= PROBLEM STATEMENT =
In the husband shopping center story below, what quality do the men on the fourth floor have that the men on the third floor lack?

= EXTRACTED TEXT =
------------------------

There is, however, a catch. As you open the door to any floor you may choose a man from that floor, but if you go up a floor, you cannot go back down except to exit the building.
So a woman goes to the shopping center to find a husband.
On the first floor the sign on the door reads:
Floor 1 – These men have jobs.
The woman reads the sign and says to herself, “Well, that’s better than my last boyfriend, but I wonder what’s further up?” So up she goes.
The second floor sign reads:
Floor 2 – These men have jobs and love kids.
The woman remarks to herself, “That’s great, but I wonder what’s further up?” And up she goes again.
The third floor sign reads:
Floor 3 – These men have jobs, love kids and are extremely good looking.
“Hmmm, better” she says. “But I wonder what’s upstairs?”
The fourth floor sign reads:
Floor 4 – These men have jobs, love kids, are extremely good looking and help with the housework.
“Wow!” exclaims the woman, “very tempting. BUT, there must be more further up!” And again she heads up another flight.
The fifth floor sign reads:
Floor 5 – These men have jobs, love kids, are extremely good looking, help with the housework and have a strong romantic streak.
“Oh, mercy me! But just think… what must be awaiting me further on?” So up to the sixth floor she goes.
The sixth floor sign reads:
Floor 6 – You are visitor 6,875,953,012 to this floor. There are no men on this floor. In fact, she gets nothing.

------------------------

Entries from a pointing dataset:
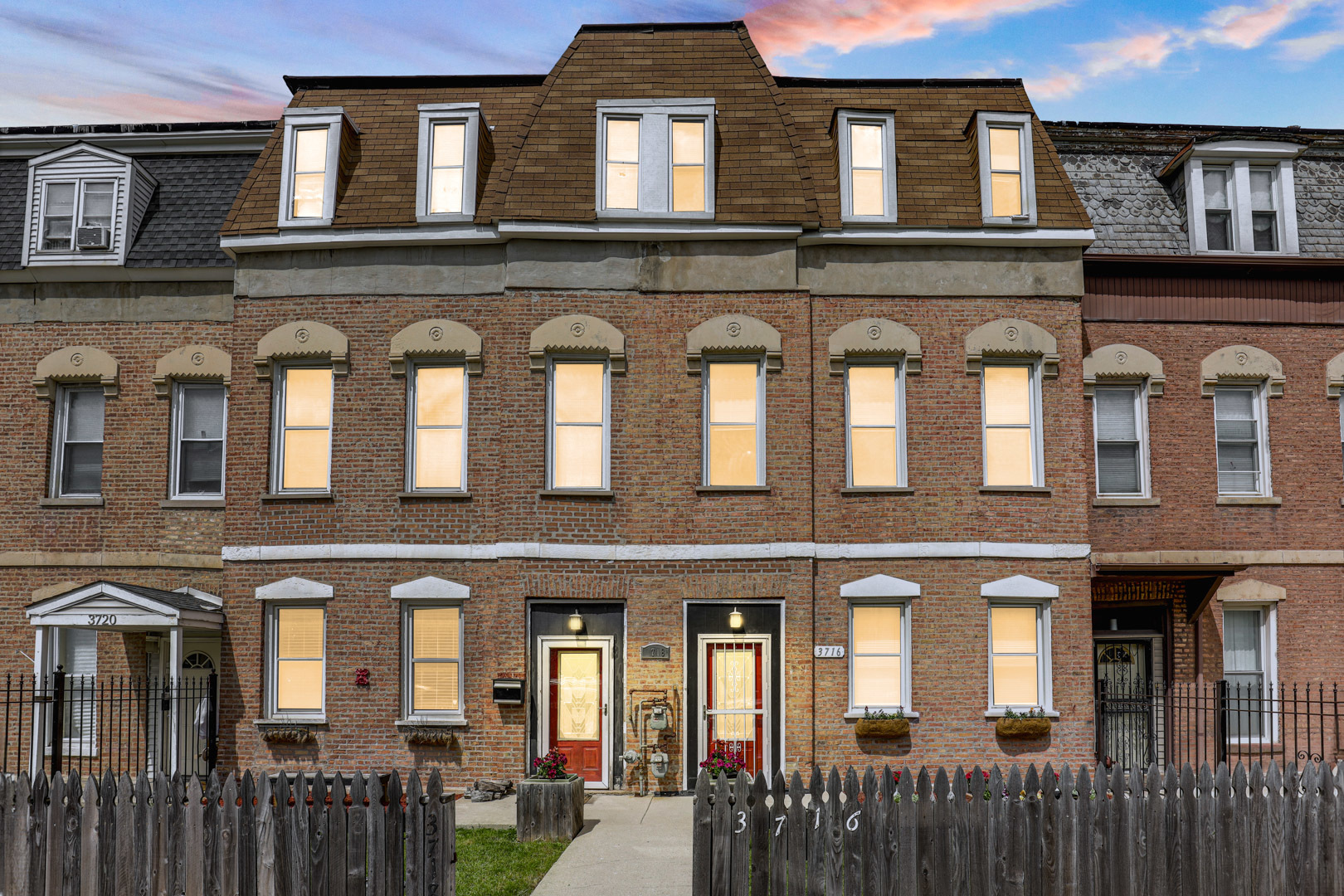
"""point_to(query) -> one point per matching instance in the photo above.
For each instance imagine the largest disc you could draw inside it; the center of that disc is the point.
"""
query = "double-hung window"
(578, 425)
(875, 422)
(1018, 655)
(655, 158)
(77, 448)
(197, 440)
(1121, 431)
(437, 444)
(433, 661)
(734, 430)
(879, 655)
(303, 429)
(1242, 441)
(1011, 414)
(297, 660)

------------------------

= COMPLETED EXERCISE =
They help with the housework.